El término cultura hace referencia al cultivo del espíritu humano a las facultades intelectuales del ser se relaciona o hace referencia a la civilización y al desarrollo. Por ende alejadas de dogmas de fe caracterizadas por creencias irracionales asentadas en deidades que caprichosamente deciden el destino de los seres humanos.
El velo islámico puede definirse dentro del dogma religioso como una bandera que ofrece un mensaje a aquellos que la ven, mensaje diferente según el receptor pertenezca a la comunidad religiosa o no lo haga. Para los miembros de la comunidad es un símbolo de pertenencia, un símbolo identitario, cuyo significado manifiesta que su portadora tiene dueño, pertenece a un hombre -padre o marido-, sus actos honran el apellido de su familia y, en último lugar significa que sus actos individuales tienen connotaciones ideológico-políticas para toda la comunidad. El velo solo se lleva en lugares públicos dónde pueda haber hombres que no pertenezcan al entorno familiar, remarcando la posición de inferioridad de la mujer respecto del varón.

→ **Entradas proporcionadas**:
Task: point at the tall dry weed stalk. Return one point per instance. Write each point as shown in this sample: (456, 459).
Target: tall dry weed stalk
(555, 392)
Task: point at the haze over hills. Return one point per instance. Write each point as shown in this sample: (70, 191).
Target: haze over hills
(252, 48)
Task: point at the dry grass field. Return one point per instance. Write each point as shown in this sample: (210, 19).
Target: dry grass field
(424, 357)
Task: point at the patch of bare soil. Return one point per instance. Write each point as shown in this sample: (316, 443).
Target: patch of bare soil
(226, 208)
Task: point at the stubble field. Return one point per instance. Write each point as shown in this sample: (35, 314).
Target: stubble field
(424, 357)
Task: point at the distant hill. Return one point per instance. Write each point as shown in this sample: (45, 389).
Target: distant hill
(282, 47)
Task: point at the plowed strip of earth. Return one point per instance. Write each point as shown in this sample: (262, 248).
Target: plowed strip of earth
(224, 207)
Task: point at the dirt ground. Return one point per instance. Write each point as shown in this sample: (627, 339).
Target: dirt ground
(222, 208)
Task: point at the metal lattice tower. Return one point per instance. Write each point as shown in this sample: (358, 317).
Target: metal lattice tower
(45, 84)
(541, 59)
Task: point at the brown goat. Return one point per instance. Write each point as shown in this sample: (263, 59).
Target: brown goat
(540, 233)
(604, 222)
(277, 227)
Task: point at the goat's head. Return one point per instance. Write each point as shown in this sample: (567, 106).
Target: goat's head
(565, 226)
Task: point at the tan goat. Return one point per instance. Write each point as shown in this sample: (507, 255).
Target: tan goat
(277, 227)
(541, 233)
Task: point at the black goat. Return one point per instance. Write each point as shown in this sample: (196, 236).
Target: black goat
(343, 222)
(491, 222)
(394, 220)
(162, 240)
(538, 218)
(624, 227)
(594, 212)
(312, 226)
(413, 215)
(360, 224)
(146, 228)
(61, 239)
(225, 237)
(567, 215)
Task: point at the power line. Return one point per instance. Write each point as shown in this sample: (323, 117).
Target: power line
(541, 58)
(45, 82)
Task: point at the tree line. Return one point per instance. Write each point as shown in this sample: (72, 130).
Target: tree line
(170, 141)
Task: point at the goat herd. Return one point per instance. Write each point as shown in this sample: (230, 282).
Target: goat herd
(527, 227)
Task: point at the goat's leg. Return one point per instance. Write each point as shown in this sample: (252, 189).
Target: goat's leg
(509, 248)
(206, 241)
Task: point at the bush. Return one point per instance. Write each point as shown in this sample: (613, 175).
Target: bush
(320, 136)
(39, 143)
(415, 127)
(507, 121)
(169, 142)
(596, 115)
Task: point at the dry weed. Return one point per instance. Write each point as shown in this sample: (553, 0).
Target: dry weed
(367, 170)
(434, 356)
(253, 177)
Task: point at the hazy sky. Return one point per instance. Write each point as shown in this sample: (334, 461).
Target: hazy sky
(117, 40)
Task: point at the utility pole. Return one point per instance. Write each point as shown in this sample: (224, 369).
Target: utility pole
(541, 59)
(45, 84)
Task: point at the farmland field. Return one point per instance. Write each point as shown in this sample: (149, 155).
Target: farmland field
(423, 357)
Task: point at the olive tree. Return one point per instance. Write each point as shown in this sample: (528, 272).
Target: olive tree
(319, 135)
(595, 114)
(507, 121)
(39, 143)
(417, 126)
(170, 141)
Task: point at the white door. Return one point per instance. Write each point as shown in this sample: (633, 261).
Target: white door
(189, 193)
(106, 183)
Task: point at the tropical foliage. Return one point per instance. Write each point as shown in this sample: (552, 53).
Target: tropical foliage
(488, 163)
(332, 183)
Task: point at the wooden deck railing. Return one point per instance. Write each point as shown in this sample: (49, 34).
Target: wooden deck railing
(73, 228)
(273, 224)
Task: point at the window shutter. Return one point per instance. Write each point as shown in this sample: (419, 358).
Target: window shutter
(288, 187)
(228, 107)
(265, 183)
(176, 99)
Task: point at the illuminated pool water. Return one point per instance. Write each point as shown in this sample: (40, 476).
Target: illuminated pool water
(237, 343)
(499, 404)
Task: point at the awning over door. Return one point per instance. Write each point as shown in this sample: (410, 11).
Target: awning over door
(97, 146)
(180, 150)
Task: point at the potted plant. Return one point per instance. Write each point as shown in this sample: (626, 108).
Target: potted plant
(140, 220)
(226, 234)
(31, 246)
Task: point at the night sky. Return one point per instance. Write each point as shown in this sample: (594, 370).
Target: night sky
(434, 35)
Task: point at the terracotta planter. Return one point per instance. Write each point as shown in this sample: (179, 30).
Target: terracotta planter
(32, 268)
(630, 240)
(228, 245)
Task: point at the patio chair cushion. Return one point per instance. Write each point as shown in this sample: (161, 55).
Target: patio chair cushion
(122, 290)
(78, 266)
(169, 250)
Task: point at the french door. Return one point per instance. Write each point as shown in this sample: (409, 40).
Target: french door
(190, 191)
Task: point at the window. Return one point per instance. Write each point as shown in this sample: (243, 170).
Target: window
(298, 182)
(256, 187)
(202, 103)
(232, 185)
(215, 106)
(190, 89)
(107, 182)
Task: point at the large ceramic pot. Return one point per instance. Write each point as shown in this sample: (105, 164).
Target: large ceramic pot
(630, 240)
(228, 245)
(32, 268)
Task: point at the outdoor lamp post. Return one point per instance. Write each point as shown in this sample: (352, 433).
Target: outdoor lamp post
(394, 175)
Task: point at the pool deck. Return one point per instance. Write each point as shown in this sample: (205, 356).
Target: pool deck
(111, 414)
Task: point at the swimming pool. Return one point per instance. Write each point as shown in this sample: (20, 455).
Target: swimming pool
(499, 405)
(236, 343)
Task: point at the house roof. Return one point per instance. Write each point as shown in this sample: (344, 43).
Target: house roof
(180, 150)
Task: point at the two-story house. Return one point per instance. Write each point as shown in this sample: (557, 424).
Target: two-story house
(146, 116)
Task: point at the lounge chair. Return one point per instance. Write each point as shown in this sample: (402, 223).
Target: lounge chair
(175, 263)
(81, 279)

→ **Tareas del ejercicio**:
1. Según el documento, ¿qué manifiesta el significado del velo para los miembros de la comunidad? Enumera todo lo que se menciona.
2. Copia de nuevo las entradas, comenzando en la línea que contiene "Task: point at the outdoor" y terminando en el final de las entradas, ambos extremos incluidos. Aumenta en 73 cada número de las coordenadas de las respuestas y deja todo lo demás igual, por favor.

→ **Soluciones del ejercicio**:
1.
- Que su portadora tiene dueño.
- Que pertenece a un hombre, padre o marido.
- Que sus actos honran el apellido de su familia.
- Que sus actos individuales tienen connotaciones ideológico-políticas para toda la comunidad.

2.
Task: point at the outdoor lamp post. Return one point per instance. Write each point as shown in this sample: (352, 433).
Target: outdoor lamp post
(467, 248)
Task: point at the pool deck. Return one point per instance. Write each point as shown in this sample: (205, 356).
Target: pool deck
(184, 487)
Task: point at the swimming pool. Return one point per instance. Write each point as shown in this sample: (20, 455).
Target: swimming pool
(572, 478)
(309, 416)
Task: point at the house roof. Return one point per instance. Write each point as shown in this sample: (344, 43).
Target: house roof
(253, 223)
Task: point at the two-story house. Return one point per instance. Write each point as shown in this sample: (557, 424).
Target: two-story house
(219, 189)
Task: point at the lounge chair. Return one point per instance. Write each point as shown in this sample: (402, 223).
Target: lounge chair
(248, 336)
(154, 352)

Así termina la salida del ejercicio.